▶ **RECORDED INFORMATION**:
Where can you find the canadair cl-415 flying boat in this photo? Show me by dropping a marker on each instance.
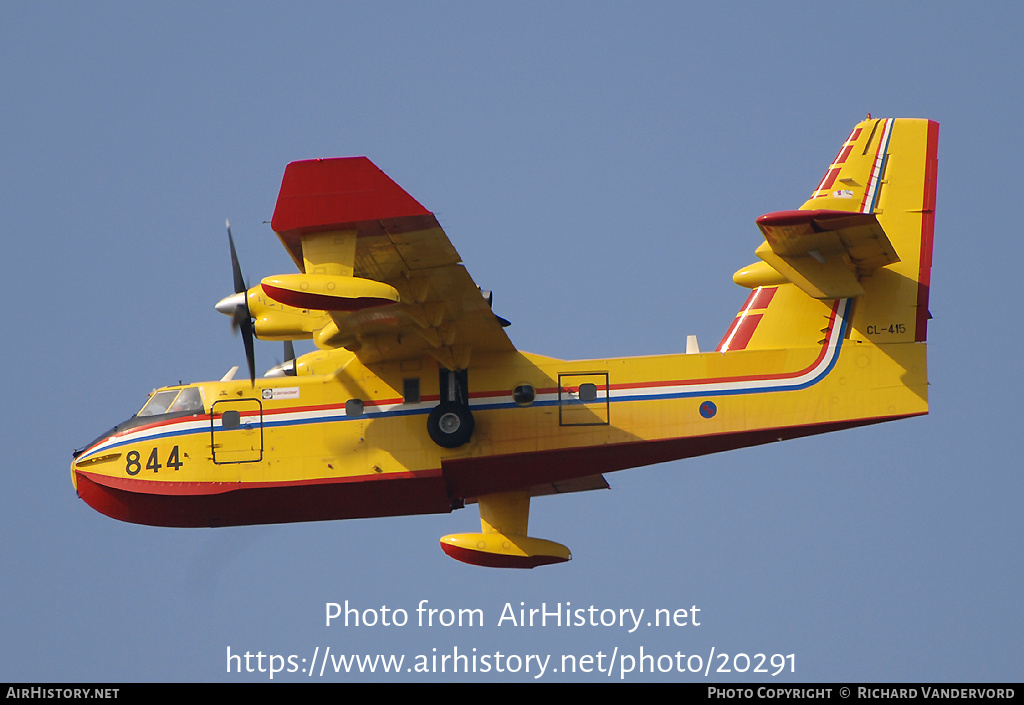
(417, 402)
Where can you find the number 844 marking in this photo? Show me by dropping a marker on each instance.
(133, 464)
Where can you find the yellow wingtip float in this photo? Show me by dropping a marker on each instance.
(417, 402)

--

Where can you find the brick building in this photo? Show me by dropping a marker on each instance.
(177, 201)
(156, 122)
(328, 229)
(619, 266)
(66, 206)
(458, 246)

* * *

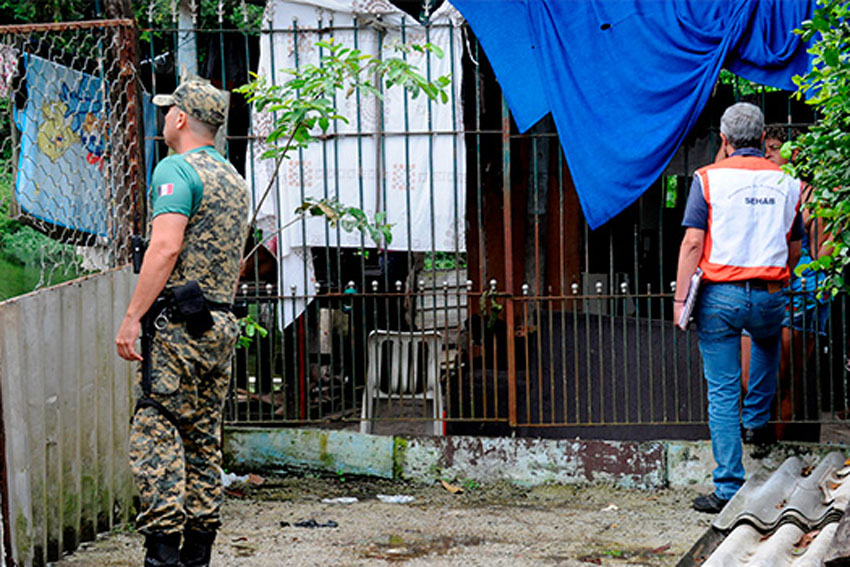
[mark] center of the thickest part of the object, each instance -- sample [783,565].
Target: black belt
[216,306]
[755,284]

▶ **GOAL OF THE EXERCISE**:
Pick out every line in the items above that contains the string "thickest", with case counting, and copy each such line in full.

▶ **COMPLETED EXERCISE**:
[mark] center of the thickest part of the object, each instance -- sample [783,565].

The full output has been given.